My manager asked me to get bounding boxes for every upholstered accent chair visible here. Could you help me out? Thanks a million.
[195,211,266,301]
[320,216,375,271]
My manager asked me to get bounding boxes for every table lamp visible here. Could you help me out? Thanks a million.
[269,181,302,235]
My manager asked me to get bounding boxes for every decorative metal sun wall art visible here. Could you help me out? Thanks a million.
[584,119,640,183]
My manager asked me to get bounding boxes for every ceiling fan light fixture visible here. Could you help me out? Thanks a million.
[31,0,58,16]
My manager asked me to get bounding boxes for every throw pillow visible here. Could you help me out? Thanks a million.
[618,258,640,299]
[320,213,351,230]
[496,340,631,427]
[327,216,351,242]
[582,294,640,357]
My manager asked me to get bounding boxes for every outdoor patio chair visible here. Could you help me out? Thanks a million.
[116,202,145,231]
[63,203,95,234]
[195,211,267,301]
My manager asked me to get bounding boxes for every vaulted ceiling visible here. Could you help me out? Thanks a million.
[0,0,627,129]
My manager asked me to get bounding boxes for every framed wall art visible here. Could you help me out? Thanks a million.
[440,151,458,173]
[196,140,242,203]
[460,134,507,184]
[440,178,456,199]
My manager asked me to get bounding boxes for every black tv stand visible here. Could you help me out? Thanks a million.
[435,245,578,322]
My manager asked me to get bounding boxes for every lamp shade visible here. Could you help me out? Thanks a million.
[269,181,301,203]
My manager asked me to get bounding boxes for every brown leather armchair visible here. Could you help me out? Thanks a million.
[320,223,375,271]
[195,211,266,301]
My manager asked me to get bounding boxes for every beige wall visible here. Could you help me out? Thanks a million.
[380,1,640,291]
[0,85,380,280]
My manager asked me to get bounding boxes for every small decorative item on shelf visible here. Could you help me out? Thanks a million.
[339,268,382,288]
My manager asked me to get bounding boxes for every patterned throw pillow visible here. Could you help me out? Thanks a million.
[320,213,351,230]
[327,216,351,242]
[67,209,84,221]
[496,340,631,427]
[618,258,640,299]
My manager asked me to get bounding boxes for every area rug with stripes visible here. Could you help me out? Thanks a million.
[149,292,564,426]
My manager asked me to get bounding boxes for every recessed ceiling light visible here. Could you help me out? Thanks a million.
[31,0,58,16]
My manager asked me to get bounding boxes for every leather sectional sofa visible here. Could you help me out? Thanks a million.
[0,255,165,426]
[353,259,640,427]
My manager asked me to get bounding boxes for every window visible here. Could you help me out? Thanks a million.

- _Problem_
Copy the lines that start at the one containing "My manager asked me to get bounding boxes for every framed" and end after the one containing "[353,259,640,427]", swapping every "manager" for "supervisor" and changing nothing else.

- _Task solution_
My supervisor asked me to get bounding boxes for every framed wall art visible here. Could you help me out? Thanks a million.
[440,151,458,173]
[196,140,242,203]
[460,134,507,184]
[440,178,456,199]
My supervisor asked me to get bounding boxes for every black tv stand visible here. Could you help me out? Thanks a million.
[435,245,578,322]
My supervisor asked me to get bounding boxes for every lamp shade visible here. Could you help me out? Thanks a million.
[269,181,301,203]
My supervisor asked me to get bounding boxes for every brown leather armchair visible here. Could you help me out? Thanks a million.
[320,223,375,271]
[195,211,266,301]
My supervisor asked me to get bounding boxes for every beige wall visible here. Could you help me out? Thanks a million.
[380,1,640,291]
[0,85,380,280]
My supervisor asked me to get bounding boxes for every small decorative item on shelf visible here. Could you help me out? Thanks a million.
[339,268,382,288]
My supervisor asked me to get bounding boxes for every patterned throw pillow visible here. Could you help me out? Thanks a million.
[320,213,351,230]
[327,216,351,242]
[67,209,84,221]
[496,340,631,427]
[618,258,640,299]
My supervisor asked me to get bounding boxes for every area rug with stripes visible here. Could you help me out? Thanks a million.
[149,292,564,426]
My supervisor asked me to get bounding boxes for every recessed ceiling light visible here. Could you help me out? Thanks a million.
[31,0,58,16]
My supervisor asked me to get bounding boxes for every leather sectional sofa visible here. Could you help me out? Thanks a million.
[0,255,165,426]
[353,259,640,427]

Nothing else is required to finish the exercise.